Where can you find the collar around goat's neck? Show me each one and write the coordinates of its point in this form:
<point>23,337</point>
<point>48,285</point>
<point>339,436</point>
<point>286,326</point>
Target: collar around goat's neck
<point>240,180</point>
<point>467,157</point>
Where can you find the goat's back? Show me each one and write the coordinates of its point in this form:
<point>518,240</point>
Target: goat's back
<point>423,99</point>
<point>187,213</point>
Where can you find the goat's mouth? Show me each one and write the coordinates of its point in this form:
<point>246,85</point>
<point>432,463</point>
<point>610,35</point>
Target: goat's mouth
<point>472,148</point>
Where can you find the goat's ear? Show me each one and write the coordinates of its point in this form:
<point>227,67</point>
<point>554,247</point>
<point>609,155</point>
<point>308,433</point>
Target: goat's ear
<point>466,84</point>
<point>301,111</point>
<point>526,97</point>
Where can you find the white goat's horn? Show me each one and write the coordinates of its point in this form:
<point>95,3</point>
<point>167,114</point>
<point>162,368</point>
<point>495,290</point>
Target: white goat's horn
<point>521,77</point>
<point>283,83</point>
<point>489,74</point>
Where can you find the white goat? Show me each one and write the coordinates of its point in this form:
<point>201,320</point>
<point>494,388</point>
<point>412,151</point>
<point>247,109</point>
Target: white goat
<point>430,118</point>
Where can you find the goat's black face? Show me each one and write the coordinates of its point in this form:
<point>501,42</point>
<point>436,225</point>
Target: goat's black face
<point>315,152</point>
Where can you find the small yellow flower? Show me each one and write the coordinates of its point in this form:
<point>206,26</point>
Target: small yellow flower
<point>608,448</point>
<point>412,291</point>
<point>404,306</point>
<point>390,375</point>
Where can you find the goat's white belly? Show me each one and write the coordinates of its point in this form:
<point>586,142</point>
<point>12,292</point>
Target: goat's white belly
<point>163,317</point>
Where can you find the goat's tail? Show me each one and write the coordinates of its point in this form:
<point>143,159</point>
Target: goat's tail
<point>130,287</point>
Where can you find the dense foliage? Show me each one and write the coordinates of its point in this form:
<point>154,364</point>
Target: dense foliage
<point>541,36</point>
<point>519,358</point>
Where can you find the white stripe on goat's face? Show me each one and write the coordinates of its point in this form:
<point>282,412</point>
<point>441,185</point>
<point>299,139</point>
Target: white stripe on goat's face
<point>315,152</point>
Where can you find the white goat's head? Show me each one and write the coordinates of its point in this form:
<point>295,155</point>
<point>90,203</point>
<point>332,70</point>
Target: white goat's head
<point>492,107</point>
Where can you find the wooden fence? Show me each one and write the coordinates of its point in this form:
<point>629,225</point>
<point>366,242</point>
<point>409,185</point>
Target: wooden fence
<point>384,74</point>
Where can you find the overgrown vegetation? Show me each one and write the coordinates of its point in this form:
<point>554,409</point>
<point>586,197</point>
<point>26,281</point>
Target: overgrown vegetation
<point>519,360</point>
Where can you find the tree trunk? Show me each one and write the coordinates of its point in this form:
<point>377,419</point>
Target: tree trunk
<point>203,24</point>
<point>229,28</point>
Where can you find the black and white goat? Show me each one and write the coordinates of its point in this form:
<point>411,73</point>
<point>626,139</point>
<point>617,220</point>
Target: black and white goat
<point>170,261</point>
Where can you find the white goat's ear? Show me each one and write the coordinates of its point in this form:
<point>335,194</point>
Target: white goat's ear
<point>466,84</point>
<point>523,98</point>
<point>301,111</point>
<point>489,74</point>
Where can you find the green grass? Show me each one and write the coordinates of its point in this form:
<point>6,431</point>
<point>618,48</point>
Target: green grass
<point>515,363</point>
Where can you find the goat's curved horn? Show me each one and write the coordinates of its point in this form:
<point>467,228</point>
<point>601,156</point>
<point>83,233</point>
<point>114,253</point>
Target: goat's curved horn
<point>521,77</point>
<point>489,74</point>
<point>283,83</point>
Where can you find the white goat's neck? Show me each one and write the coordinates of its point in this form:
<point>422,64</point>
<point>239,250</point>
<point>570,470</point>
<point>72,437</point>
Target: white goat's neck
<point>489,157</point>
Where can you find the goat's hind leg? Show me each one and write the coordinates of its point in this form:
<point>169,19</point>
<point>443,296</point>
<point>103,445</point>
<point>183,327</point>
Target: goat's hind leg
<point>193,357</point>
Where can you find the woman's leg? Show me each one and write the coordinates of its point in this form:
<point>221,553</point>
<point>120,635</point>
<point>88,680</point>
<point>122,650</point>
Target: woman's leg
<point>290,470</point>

## Problem
Using the data above, reproduce exactly the lines from the line that contains "<point>629,225</point>" through the line that contains "<point>120,635</point>", including both.

## Response to this exercise
<point>629,225</point>
<point>366,242</point>
<point>409,185</point>
Target: wooden fence
<point>384,74</point>
Where can you find the overgrown vegetation? Show me each one and write the coordinates of its point in this form:
<point>554,409</point>
<point>586,197</point>
<point>26,281</point>
Target: overgrown vegetation
<point>519,360</point>
Where can you find the tree trunk? Show me each one and write the coordinates of its point in this form:
<point>377,419</point>
Target: tree trunk
<point>203,24</point>
<point>229,28</point>
Where can you find the black and white goat? Show me each one and write the coordinates of its point in this form:
<point>411,73</point>
<point>626,139</point>
<point>617,220</point>
Target: black and white goat
<point>170,261</point>
Where can you find the white goat's ear? Show me each one and write the coordinates of its point in this form:
<point>335,194</point>
Target: white goat's ear
<point>466,84</point>
<point>523,98</point>
<point>301,111</point>
<point>489,74</point>
Where can you find the green grass? Show me each one and write the coordinates of its point in this form:
<point>6,431</point>
<point>618,48</point>
Target: green grass
<point>515,363</point>
Where can you find the goat's curved horn? Show me each one and write the coordinates of its point in this form:
<point>467,228</point>
<point>601,156</point>
<point>83,233</point>
<point>114,253</point>
Target: goat's curved horn
<point>521,77</point>
<point>489,74</point>
<point>283,83</point>
Where can you find the white goat's neck? Show me each one and write the coordinates of its point in this form:
<point>422,64</point>
<point>239,250</point>
<point>570,470</point>
<point>72,437</point>
Target: white goat's neck
<point>489,157</point>
Where can you find the goat's hind leg? Show me each one and write the coordinates of its point in this form:
<point>169,19</point>
<point>443,296</point>
<point>103,445</point>
<point>183,327</point>
Target: goat's hind leg
<point>193,357</point>
Where can you find the woman's leg? Show me each one and write the coordinates of its point in this form:
<point>221,553</point>
<point>120,635</point>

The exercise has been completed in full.